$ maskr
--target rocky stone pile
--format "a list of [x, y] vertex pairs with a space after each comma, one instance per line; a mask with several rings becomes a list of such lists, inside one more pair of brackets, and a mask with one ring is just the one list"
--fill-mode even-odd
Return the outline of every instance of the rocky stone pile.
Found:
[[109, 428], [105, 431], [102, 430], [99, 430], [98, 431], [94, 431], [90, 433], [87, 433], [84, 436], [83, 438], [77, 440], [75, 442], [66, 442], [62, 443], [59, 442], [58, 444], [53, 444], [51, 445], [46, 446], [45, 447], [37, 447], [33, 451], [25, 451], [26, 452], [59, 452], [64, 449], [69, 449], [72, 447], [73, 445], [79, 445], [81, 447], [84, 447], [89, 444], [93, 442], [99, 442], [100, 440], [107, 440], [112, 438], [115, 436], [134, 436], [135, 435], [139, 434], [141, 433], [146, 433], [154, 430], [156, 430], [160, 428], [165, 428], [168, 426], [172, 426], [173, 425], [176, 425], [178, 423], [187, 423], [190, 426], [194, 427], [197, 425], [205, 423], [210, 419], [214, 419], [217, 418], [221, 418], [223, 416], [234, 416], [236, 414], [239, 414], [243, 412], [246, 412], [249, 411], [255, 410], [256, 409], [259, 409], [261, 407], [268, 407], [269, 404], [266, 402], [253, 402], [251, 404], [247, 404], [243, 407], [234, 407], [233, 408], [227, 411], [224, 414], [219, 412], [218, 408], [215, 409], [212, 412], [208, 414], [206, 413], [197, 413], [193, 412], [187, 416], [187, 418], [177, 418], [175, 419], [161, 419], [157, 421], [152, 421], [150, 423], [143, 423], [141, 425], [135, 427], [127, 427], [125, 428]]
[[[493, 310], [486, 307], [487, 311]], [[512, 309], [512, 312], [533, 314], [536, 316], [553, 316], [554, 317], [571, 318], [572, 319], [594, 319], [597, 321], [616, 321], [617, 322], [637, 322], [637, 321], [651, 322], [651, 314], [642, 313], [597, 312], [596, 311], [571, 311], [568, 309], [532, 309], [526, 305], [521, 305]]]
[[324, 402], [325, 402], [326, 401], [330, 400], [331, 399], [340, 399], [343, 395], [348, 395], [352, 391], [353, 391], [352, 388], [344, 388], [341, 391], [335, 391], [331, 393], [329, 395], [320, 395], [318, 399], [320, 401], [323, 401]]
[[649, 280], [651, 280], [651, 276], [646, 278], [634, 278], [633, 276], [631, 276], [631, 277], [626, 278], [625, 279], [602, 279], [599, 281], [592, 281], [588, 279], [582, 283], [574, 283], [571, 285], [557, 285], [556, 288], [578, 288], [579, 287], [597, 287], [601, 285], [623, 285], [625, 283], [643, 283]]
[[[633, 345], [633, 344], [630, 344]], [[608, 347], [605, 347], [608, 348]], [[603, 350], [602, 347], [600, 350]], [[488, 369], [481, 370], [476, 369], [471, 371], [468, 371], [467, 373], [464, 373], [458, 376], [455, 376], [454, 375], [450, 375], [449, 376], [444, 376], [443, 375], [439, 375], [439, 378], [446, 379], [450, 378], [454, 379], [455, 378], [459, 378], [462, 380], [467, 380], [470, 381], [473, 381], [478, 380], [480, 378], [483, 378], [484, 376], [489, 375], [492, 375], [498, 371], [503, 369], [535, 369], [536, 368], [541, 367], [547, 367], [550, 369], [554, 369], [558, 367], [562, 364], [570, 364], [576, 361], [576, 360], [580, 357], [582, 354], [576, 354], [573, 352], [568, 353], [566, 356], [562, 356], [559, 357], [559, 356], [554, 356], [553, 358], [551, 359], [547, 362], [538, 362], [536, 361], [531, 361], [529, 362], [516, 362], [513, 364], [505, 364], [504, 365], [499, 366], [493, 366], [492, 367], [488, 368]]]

TÂCHE À RÉALISER:
Affichez toutes les lignes des données ci-dessus telles quelles, sans rien y changer.

RÉPONSE À LA TÂCHE:
$ maskr
--target rocky stone pile
--format "a list of [x, y] vertex pairs with a space after each comma, one instance per line; a mask with several rings becomes a list of such lists, inside one more pair of brackets, and a mask with one ring is just the one list"
--fill-mode even-odd
Return the outline of every instance of the rocky stone pile.
Found:
[[109, 428], [105, 431], [102, 430], [99, 430], [98, 431], [94, 431], [90, 433], [87, 433], [84, 436], [83, 438], [77, 440], [75, 442], [66, 442], [62, 443], [59, 442], [58, 444], [53, 444], [51, 445], [46, 446], [45, 447], [37, 447], [33, 451], [25, 451], [26, 452], [59, 452], [64, 449], [69, 449], [72, 447], [73, 445], [79, 445], [81, 447], [84, 447], [89, 444], [93, 442], [99, 442], [100, 440], [107, 440], [112, 438], [115, 436], [134, 436], [135, 435], [139, 434], [141, 433], [146, 433], [154, 430], [156, 430], [160, 428], [165, 428], [168, 426], [172, 426], [173, 425], [176, 425], [178, 423], [187, 423], [190, 426], [194, 427], [197, 425], [205, 423], [210, 419], [214, 419], [217, 418], [221, 418], [223, 416], [234, 416], [236, 414], [239, 414], [243, 412], [246, 412], [249, 411], [255, 410], [256, 409], [259, 409], [261, 407], [268, 407], [269, 404], [266, 402], [253, 402], [251, 404], [247, 404], [243, 407], [234, 407], [233, 408], [227, 411], [224, 414], [219, 412], [218, 408], [215, 409], [212, 412], [208, 414], [206, 413], [197, 413], [193, 412], [187, 416], [187, 418], [177, 418], [175, 419], [161, 419], [157, 421], [152, 421], [150, 423], [143, 423], [141, 425], [135, 427], [127, 427], [125, 428]]
[[[493, 310], [486, 307], [487, 311]], [[512, 309], [512, 312], [533, 314], [536, 316], [553, 316], [554, 317], [571, 318], [572, 319], [594, 319], [597, 321], [616, 321], [617, 322], [637, 322], [637, 321], [651, 322], [651, 314], [642, 313], [597, 312], [596, 311], [571, 311], [568, 309], [532, 309], [526, 305], [521, 305]]]
[[324, 402], [325, 402], [326, 401], [330, 400], [331, 399], [340, 399], [343, 395], [348, 395], [352, 391], [353, 391], [352, 388], [344, 388], [341, 391], [335, 391], [331, 393], [329, 395], [320, 395], [318, 399], [320, 401], [323, 401]]
[[649, 280], [651, 280], [651, 276], [646, 278], [634, 278], [633, 276], [631, 276], [631, 277], [626, 278], [625, 279], [602, 279], [599, 281], [592, 281], [588, 279], [582, 283], [574, 283], [571, 285], [557, 285], [556, 288], [578, 288], [579, 287], [597, 287], [601, 285], [623, 285], [625, 283], [643, 283]]
[[[633, 345], [633, 344], [630, 344]], [[608, 347], [605, 347], [608, 348]], [[603, 350], [602, 347], [600, 350]], [[488, 369], [481, 370], [476, 369], [471, 371], [468, 371], [467, 373], [464, 373], [458, 376], [455, 376], [454, 375], [450, 375], [449, 376], [444, 376], [443, 375], [439, 375], [439, 378], [446, 379], [450, 378], [454, 379], [455, 378], [459, 378], [462, 380], [467, 380], [470, 381], [473, 381], [478, 380], [480, 378], [483, 378], [484, 376], [489, 375], [492, 375], [498, 371], [503, 369], [535, 369], [536, 368], [541, 367], [547, 367], [550, 369], [554, 369], [558, 367], [562, 364], [570, 364], [576, 361], [576, 360], [580, 357], [582, 354], [576, 354], [573, 352], [568, 353], [566, 356], [562, 356], [559, 357], [559, 356], [554, 356], [553, 358], [551, 359], [547, 362], [538, 362], [536, 361], [531, 361], [529, 362], [516, 362], [513, 364], [505, 364], [504, 365], [499, 366], [493, 366], [492, 367], [488, 368]]]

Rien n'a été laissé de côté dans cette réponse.